Item 3. Quantitative and Qualitative Disclosures About Market Risk
----------------------------------------------------------
Interest Rate Sensitivity
The table below presents the principal amounts due and related weighted average
interest rates by expected maturity dates pertaining to the Partnership's notes
receivable as of September 30, 2003.
Expected Fixed Rate Average
Maturity Date Notes Receivable Interest Rate
------------- ---------------- -------------
2003 $ 73,933 12.47%
2004 251,873 12.11%
2005 212,027 12.18%
2006 188,015 8.85%
2007 and thereafter 5,211 8.85%
-------------
Total $ 731,059
=============
Fair Value $ 467,000
=============
The Partnership manages interest rate risk, its primary market risk exposure, by
limiting terms of notes receivable to no more than five years and generally
requiring full repayment ratably over the term of the note.
Item 4. Controls and Procedures
-----------------------
An evaluation was performed under the supervision and with the participation of
the Partnership's management, including the Chief Executive Officer and Chief
Financial Officer, of the effectiveness of the design and operation of the
Partnership's disclosure controls and procedures as of September 30, 2003. Based
on that evaluation, the Partnership's management, including the Chief Executive
Officer and Chief Financial Officer, concluded that the Partnership's disclosure
controls and procedures were effective in timely alerting them to material
information relating to the Partnership required to be included in the
Partnership's periodic SEC filings.

++++

Description of the task — List every expected maturity date given in the notes receivable table of the market risk disclosure. The items after this text aren't needed for anything here.

++++

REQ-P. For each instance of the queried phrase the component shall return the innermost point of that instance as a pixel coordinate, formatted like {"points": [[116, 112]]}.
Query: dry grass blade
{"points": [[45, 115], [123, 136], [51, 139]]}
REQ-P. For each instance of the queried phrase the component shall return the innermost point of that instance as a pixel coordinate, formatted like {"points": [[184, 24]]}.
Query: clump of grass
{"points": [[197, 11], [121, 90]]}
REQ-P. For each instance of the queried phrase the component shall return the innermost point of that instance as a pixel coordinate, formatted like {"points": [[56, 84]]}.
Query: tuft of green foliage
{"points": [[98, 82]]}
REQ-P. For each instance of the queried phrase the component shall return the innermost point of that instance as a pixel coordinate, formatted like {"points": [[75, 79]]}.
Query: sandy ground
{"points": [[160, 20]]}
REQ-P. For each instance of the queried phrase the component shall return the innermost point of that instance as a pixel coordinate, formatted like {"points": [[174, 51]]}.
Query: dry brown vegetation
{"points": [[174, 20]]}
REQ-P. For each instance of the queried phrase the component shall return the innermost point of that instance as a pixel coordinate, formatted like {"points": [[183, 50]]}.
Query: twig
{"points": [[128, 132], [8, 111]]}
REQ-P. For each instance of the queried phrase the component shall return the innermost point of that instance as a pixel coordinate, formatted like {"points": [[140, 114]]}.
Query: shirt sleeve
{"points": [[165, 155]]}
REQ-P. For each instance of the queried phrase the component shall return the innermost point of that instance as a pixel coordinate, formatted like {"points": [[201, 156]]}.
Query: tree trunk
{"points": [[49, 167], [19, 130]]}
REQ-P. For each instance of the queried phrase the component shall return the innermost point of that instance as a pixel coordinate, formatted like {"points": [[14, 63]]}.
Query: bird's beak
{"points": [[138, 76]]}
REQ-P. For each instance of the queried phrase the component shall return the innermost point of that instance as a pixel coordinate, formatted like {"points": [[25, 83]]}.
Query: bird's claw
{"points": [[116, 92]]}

++++

Answer —
2003
2004
2005
2006
2007 and thereafter